- [取り組む課題]:
**a)** 次の(i)〜(iii)が抜粋文の内容と合っているかを、それぞれ「はい」か「いいえ」で答え、判断の根拠となる抜粋文の語句をそのまま引用しなさい。(i) 75号は昨年10月22日の記事にアップされた。(ii) レトリックの美しさを誇る詩は増えつつある。(iii) 筆者は、詩人は言葉の専門家であるべきだと主張している。
**b)** 抜粋文によると、詩を書き続けられるのはどのような者か。
**c)** 詩をめぐる抜粋文の最後の文に続けて、その先を書き継ぎなさい。

- [抜粋文]:
━━━━━━━━
同・75号は、昨年10月22日の記事にアップした。
 今は政治家の強引な言動で、言葉に関わる者にとって、災難の時代である。詩を書く者にも、レトリックの美しさを誇る詩は、後退しつつあるようだ。
 「詩人は言葉の専門家ではなく、心の専門家でなけれなならない」という、僕の主張通り、「人の心」に執するものだけが、詩を書き続けられるだろう。
 N・昌弘さんの「黄色い世界」「マジシャン」は、背高泡立ち草、認知症患者に「成り代わる」方法で以って、辛うじてレトリックを成り立たせている。
━━━━━━━━
保存済みデータセットの項目:

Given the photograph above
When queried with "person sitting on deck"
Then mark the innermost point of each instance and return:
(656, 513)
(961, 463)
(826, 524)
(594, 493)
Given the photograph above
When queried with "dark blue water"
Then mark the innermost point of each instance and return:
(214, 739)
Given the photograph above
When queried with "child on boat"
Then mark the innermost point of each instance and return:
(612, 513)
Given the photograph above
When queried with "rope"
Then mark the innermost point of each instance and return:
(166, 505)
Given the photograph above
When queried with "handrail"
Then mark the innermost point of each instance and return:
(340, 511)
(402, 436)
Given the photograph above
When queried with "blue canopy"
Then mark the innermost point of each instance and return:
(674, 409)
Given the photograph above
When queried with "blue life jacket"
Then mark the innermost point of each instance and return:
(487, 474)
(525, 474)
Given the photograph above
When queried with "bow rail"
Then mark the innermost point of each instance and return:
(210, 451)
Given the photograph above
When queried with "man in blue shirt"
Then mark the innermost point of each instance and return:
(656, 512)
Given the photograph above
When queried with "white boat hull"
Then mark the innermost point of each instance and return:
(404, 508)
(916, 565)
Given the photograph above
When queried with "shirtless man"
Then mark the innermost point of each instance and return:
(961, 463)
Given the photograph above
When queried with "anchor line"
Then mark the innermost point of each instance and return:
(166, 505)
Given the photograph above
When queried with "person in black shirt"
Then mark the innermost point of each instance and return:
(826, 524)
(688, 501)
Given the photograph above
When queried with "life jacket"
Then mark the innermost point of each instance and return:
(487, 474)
━━━━━━━━
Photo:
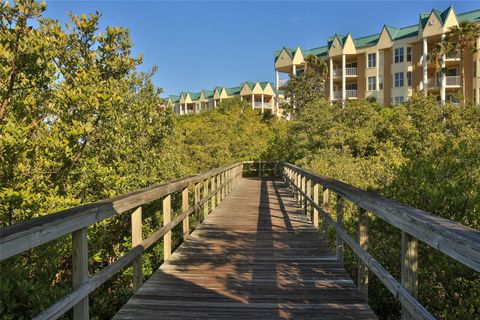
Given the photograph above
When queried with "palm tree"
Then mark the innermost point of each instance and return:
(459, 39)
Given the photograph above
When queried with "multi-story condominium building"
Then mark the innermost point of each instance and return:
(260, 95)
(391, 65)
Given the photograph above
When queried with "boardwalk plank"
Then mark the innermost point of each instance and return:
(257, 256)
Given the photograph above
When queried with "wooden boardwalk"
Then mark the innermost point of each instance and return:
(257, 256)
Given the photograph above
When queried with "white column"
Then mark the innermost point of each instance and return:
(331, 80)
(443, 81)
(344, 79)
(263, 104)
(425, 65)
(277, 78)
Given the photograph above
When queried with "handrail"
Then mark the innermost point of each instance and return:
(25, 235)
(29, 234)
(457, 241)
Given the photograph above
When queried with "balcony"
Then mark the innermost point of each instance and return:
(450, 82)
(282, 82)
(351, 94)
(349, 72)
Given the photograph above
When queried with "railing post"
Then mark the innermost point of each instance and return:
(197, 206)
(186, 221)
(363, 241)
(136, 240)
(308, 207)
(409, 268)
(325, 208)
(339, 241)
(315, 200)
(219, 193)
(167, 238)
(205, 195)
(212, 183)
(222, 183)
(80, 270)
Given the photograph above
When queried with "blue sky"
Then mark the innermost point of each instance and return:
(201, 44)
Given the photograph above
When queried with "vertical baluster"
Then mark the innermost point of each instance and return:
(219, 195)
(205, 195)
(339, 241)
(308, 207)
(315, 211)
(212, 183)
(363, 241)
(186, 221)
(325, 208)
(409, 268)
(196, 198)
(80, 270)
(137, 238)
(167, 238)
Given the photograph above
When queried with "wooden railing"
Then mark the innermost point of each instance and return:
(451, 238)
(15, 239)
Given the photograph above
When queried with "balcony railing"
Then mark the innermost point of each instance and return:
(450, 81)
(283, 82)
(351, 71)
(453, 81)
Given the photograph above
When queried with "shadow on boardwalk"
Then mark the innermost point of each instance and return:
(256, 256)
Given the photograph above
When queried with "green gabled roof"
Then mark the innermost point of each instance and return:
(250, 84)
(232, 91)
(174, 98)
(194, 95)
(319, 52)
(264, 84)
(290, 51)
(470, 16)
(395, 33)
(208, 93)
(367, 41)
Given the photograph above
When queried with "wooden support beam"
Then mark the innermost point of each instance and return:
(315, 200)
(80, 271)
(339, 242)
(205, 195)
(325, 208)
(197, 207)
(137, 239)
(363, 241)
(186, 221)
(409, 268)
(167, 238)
━━━━━━━━
- [解答]:
**a)**
(i) はい。「同・75号は、昨年10月22日の記事にアップした。」
(ii) いいえ。「レトリックの美しさを誇る詩は、後退しつつあるようだ」
(iii) いいえ。「詩人は言葉の専門家ではなく」

**b)** 「人の心」に執するもの。

**c)**
 H・則行さんの「形見」は12歳で死に別れた父への思い、K・不二夫さんの「どちらがいいか」では妻との信念の齟齬が、W・本爾さんの「隣の空き地に」では、隣りの空き地に家を建て越して来る若い夫婦との、人間関係への期待が、詩を成り立たせている。
 T・篤朗さんは、東日本大震災「瓦礫のむこう」、核問題「人」と、困難なテーマに向かっている。「まんとひひ」の道化、「百日紅」の自然詩、「夕鶴」の民話も、失われて行く世界への予感が潜むようだ。